▶ [Set exercise 1]
Count the lines in the records that contain the word "Category". Reply with the number alone.

▶ [Page text]
## start
Horace deftly replied:

Those talking points are killing people. There’s a small number of people in these communities that are creating a nightmarish existence. Those people need to be pulled out of the circumstances.

Chicago Alderman Anthony Beale, who represents the 9thward on the south side of the city, is asking for police to be permanently reassigned to his crime-plagued community and other areas of the city that are only now receiving temporary upgrades in coverage. Overall, there have been more than 300 homicides in the city of Chicago this year (and over 1,700 people shot). Horace explained:

These people are living – literally – in war zones.

It is unbelievable that conversation is being held that grandma can’t go and get her prescription filled. That her granddaughter can’t get to school without a drive-by shooting. That jobs won’t locate in those communities – perpetuating poverty – because investors will not go there when there is this elevated level of crime.

What you need is a common-sense idea. The same thing that happens when you’re on the interstate, when the officer puts his car prominently on the side of the road. All of a sudden, everybody slows down. Even people who are law-abiding take notice.

What we need to do is have an elevated presence of law enforcement in these communities. And it doesn’t need to be for a weekend. It doesn’t need to be for a few weeks. It needs to be for a year – two or three, if necessary. That’s the way you make it safer. That’s the way that this war zone mentality can go away.
## end
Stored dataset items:
## start
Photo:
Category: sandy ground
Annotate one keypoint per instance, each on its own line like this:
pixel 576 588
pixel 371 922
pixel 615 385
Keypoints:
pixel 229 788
## end
## start
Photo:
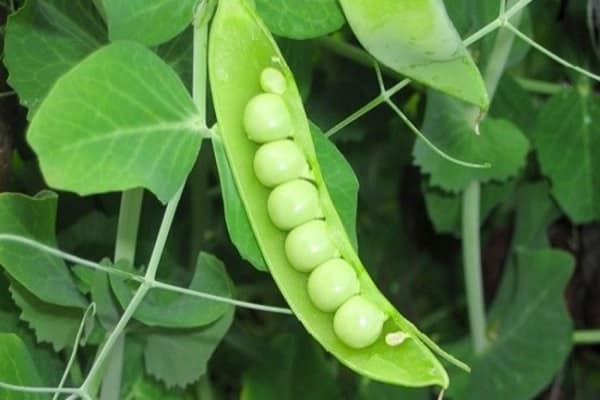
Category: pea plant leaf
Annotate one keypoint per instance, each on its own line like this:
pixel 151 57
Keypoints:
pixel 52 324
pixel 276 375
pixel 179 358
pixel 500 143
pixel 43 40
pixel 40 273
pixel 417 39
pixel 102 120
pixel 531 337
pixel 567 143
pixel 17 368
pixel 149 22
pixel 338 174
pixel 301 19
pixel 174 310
## end
▶ [Set exercise 2]
For each statement below, decide whether the passage on Chicago policing agrees with it. Answer yes or no, and quote the deciding words from the passage. (a) Chicago has had more than 300 homicides this year. (b) Anthony Beale represents a ward on the north side of the city. (c) The elevated police presence is meant to last only a weekend.

▶ [Written reply 1]
2

▶ [Written reply 2]
(a) Yes: "there have been more than 300 homicides in the city of Chicago this year"
(b) No: "who represents the 9thward on the south side of the city"
(c) No: "And it doesn’t need to be for a weekend."